* Your assignment
The response should contain all of the records, copied exactly, and none of the images.
═════ Provided data
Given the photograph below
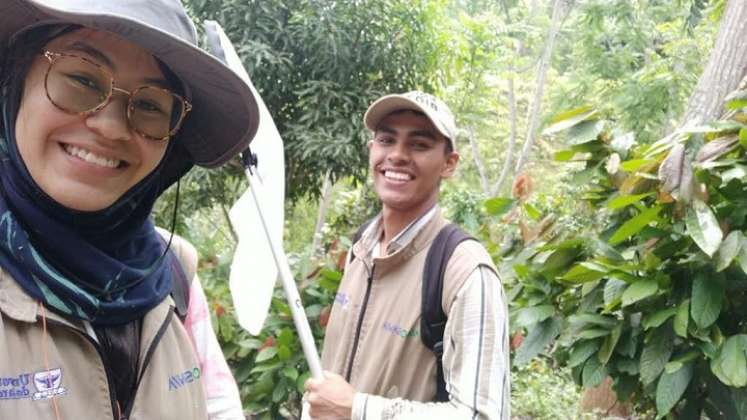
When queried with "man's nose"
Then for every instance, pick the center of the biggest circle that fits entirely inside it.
(399, 153)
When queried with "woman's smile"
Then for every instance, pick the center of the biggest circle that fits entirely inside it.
(87, 161)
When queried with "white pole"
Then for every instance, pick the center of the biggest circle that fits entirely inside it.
(291, 291)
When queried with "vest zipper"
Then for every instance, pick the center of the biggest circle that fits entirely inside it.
(360, 323)
(95, 344)
(146, 361)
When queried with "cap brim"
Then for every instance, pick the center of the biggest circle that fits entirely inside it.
(224, 116)
(391, 103)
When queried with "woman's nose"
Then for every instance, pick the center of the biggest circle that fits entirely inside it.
(111, 121)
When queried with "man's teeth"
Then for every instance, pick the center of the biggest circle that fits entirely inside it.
(399, 176)
(90, 157)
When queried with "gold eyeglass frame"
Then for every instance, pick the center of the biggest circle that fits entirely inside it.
(186, 105)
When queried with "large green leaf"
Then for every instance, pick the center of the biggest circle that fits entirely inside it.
(670, 388)
(532, 315)
(729, 249)
(656, 354)
(703, 227)
(609, 345)
(594, 373)
(707, 298)
(640, 290)
(634, 225)
(559, 260)
(657, 318)
(742, 255)
(584, 132)
(538, 338)
(613, 291)
(730, 364)
(582, 351)
(497, 206)
(625, 200)
(594, 319)
(682, 318)
(585, 272)
(568, 119)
══════════
* Problem solution
Given the photograph below
When queried with "man's nose"
Then for every instance, pick the center of the biggest circle that fits entirely inside it.
(399, 153)
When queried with "woman's smile"
Then for every instance, pick the center of the biggest circle that fits entirely inside it.
(87, 161)
When queried with "white pole"
Then for every instance, pick the center of the biggest circle that fits entirely inside it.
(291, 291)
When queried with "vest zipper"
Then for every instance, pick the center of the biggest circle that fits entirely inside it.
(360, 323)
(95, 344)
(146, 361)
When queried with "cap brim"
Then for every instance, pick the center of the biggest circle that fits entirely inside it.
(224, 116)
(391, 103)
When queried with "woman's nose"
Then for every instance, pick the center of the biggest circle that fits entirely inside it.
(111, 121)
When queried with "man's teeth"
Then for every instance, pick the center of the biggest circle that fits entirely inside it.
(399, 176)
(90, 157)
When queried with "gold eyeglass frame"
Then for every instance, pick the center of the biggest circle that fits entirely inside it.
(186, 105)
When queried with "large green leaf"
Then for every instance, pick the center of the biggest circle that fits entirely inside it.
(670, 388)
(532, 315)
(729, 249)
(656, 354)
(703, 227)
(609, 345)
(594, 373)
(707, 298)
(640, 290)
(634, 225)
(559, 260)
(657, 318)
(742, 255)
(584, 132)
(538, 338)
(613, 291)
(730, 364)
(582, 351)
(497, 206)
(625, 200)
(594, 319)
(682, 318)
(585, 272)
(568, 119)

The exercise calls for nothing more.